Copy out word for word the lines from the one containing "job: give the outline of every instance of the screw" through the last line, both ends included.

======== EXCERPTED DATA ========

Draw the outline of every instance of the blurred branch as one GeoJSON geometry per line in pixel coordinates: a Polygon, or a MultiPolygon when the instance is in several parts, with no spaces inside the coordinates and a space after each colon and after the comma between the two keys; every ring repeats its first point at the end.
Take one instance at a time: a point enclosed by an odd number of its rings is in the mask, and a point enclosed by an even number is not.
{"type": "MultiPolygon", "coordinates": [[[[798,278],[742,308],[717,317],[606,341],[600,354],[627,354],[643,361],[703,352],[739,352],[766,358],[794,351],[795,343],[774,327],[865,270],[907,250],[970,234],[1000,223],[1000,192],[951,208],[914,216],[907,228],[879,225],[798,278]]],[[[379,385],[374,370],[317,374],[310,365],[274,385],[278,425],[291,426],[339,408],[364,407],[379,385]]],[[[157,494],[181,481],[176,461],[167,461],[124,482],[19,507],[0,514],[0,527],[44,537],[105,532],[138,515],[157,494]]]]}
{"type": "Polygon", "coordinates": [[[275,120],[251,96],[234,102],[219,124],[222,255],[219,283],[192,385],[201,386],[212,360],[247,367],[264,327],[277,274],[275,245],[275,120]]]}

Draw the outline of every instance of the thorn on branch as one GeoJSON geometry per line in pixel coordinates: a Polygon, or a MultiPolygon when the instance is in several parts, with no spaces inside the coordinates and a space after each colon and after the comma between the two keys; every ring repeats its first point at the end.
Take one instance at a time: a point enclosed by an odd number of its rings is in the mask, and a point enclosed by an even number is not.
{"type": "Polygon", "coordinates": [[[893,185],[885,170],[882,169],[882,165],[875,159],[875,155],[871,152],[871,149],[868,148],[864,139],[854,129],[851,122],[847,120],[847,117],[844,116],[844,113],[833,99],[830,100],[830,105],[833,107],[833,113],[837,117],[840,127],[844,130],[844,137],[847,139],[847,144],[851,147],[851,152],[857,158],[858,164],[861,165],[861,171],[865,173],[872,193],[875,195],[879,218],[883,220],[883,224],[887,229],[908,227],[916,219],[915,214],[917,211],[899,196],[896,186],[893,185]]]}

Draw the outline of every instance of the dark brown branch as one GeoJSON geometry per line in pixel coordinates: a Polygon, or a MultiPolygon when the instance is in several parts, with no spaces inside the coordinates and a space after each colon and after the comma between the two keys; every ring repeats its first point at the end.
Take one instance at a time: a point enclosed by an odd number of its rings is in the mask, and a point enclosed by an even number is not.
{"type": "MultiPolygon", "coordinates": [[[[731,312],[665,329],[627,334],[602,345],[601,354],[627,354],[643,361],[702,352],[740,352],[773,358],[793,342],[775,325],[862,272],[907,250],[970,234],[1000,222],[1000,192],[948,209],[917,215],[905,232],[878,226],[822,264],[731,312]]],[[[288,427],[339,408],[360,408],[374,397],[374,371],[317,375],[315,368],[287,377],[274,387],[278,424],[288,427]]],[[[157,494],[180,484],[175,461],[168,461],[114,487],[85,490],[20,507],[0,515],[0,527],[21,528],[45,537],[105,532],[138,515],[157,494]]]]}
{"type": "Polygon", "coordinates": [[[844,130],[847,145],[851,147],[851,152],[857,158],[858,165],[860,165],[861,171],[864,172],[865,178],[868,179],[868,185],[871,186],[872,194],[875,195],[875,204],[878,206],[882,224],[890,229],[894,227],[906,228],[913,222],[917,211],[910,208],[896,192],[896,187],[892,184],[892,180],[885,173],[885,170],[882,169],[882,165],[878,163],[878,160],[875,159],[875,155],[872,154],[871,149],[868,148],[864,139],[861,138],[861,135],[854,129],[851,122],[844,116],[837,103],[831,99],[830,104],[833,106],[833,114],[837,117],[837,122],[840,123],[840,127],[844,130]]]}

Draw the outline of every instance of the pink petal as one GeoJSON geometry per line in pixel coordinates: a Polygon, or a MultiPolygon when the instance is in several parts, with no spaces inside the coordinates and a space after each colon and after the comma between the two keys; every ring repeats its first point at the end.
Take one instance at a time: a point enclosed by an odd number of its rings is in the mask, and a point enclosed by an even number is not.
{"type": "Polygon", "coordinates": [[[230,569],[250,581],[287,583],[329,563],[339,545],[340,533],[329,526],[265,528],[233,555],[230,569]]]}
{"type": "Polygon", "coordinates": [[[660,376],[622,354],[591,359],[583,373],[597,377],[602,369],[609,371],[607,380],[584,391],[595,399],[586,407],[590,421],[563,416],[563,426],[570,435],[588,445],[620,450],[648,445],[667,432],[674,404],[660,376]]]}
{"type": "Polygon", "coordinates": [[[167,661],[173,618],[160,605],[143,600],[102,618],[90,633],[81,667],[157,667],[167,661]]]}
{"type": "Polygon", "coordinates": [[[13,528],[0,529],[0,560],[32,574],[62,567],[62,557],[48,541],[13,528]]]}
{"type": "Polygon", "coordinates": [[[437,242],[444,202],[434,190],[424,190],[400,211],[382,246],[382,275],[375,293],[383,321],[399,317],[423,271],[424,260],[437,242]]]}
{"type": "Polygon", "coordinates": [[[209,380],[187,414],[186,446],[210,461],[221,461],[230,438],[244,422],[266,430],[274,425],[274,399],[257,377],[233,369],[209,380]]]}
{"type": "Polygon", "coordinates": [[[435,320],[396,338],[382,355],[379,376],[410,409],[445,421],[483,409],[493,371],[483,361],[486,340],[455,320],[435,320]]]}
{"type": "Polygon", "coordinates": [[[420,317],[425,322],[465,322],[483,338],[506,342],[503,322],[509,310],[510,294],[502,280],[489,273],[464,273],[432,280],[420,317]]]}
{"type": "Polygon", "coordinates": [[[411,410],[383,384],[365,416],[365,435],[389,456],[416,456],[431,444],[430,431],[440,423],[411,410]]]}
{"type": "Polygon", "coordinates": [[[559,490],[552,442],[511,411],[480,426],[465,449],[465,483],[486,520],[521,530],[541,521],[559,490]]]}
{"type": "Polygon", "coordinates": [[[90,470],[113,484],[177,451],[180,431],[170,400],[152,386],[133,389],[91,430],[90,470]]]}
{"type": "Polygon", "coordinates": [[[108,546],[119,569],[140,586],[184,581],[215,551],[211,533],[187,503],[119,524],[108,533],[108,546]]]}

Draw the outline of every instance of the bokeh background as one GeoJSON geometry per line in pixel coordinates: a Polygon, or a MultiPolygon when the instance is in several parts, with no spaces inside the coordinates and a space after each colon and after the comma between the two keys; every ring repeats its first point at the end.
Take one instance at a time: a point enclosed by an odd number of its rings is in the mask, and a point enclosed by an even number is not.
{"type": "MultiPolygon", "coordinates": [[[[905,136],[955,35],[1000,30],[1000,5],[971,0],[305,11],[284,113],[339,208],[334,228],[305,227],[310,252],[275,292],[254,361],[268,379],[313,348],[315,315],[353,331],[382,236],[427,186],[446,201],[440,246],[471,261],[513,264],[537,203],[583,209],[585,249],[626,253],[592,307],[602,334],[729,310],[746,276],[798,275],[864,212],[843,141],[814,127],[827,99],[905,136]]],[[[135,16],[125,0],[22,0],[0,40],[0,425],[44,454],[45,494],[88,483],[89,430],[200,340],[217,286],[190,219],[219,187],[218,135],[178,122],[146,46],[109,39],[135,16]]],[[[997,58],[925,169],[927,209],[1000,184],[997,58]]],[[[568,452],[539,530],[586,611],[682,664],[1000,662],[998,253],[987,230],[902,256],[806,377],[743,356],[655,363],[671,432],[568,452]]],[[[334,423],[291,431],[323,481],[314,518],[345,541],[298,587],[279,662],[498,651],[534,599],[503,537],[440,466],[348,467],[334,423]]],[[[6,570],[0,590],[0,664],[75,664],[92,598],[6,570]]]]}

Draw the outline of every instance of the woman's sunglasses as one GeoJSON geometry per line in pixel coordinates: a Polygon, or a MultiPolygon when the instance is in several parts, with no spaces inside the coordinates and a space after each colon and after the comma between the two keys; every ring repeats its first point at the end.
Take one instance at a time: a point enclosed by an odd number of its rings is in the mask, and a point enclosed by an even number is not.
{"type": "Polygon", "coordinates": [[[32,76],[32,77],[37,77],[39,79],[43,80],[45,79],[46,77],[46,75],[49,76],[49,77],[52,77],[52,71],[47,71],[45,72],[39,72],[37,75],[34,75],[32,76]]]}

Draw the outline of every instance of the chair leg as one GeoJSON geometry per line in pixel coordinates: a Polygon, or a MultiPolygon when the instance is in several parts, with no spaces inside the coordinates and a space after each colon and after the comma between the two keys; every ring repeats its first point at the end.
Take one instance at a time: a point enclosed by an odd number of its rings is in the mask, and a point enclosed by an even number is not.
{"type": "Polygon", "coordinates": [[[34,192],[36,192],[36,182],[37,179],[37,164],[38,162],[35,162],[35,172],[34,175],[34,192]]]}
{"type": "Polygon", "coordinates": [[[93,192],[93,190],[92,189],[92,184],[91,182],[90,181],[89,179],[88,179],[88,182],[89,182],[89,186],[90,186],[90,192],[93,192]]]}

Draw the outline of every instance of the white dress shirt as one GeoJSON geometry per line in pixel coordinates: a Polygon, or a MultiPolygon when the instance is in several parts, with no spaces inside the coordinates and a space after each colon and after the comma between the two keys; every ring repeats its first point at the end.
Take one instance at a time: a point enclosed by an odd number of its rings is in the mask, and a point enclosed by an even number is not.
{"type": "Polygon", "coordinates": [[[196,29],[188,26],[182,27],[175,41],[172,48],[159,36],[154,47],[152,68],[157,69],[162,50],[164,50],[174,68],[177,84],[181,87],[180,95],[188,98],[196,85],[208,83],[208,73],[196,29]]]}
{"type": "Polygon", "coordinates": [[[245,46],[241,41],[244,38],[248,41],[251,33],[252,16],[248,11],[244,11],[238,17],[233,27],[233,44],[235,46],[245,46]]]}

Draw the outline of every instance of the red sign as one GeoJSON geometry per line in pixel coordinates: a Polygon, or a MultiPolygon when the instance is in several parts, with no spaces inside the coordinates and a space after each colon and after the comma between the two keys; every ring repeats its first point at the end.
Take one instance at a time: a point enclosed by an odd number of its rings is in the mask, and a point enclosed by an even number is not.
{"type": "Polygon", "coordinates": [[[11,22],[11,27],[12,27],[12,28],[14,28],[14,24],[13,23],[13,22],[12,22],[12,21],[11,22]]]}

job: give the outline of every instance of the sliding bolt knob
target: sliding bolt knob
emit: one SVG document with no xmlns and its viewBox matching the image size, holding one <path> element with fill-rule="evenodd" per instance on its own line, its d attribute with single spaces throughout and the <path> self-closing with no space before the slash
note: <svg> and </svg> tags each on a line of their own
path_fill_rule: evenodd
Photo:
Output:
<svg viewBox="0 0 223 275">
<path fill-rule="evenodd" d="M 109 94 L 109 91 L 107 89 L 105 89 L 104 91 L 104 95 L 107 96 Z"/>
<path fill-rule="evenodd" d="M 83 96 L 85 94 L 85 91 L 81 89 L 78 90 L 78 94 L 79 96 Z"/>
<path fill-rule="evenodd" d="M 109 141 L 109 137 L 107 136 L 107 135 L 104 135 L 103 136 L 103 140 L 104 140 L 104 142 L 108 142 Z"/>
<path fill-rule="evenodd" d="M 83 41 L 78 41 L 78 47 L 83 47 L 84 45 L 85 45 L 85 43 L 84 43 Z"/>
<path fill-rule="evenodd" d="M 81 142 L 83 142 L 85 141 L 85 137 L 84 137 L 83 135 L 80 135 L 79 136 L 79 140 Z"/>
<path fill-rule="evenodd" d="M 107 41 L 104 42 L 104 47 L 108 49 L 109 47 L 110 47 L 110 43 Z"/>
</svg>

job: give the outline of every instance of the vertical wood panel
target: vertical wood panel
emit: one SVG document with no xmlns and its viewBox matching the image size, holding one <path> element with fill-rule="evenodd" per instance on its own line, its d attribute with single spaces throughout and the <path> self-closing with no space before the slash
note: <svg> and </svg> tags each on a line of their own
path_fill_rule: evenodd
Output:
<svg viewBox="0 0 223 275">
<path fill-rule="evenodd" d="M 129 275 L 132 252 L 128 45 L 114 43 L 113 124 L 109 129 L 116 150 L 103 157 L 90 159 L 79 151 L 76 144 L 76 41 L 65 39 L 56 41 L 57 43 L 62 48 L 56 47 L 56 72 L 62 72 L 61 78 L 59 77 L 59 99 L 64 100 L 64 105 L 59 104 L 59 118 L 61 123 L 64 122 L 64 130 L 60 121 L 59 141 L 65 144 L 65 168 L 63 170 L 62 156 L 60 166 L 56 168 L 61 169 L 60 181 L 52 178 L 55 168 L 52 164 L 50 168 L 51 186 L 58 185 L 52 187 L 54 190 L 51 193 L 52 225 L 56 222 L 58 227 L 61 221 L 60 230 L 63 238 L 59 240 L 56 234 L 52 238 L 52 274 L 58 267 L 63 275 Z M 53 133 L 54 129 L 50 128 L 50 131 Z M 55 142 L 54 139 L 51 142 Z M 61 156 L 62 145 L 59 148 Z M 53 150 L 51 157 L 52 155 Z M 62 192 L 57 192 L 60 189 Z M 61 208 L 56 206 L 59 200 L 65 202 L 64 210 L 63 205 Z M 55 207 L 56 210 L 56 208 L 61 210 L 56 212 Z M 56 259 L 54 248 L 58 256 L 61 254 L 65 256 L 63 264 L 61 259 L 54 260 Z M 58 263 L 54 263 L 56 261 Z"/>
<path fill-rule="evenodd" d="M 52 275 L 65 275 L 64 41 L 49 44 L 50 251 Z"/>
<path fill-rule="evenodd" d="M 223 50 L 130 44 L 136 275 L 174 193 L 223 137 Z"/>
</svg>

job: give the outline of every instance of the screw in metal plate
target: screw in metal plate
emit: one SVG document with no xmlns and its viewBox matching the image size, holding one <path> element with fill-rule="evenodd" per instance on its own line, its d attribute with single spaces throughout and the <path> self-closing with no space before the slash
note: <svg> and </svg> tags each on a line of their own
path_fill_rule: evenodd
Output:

========

FULL SOLUTION.
job: give the outline of every instance of the screw in metal plate
target: screw in metal plate
emit: one SVG document with no xmlns and its viewBox matching the image size, holding one <path> element with fill-rule="evenodd" per instance on its own line, its d attribute with single spaces throughout and the <path> self-closing with no space before the slash
note: <svg> and </svg> tags each on a line of their own
path_fill_rule: evenodd
Output:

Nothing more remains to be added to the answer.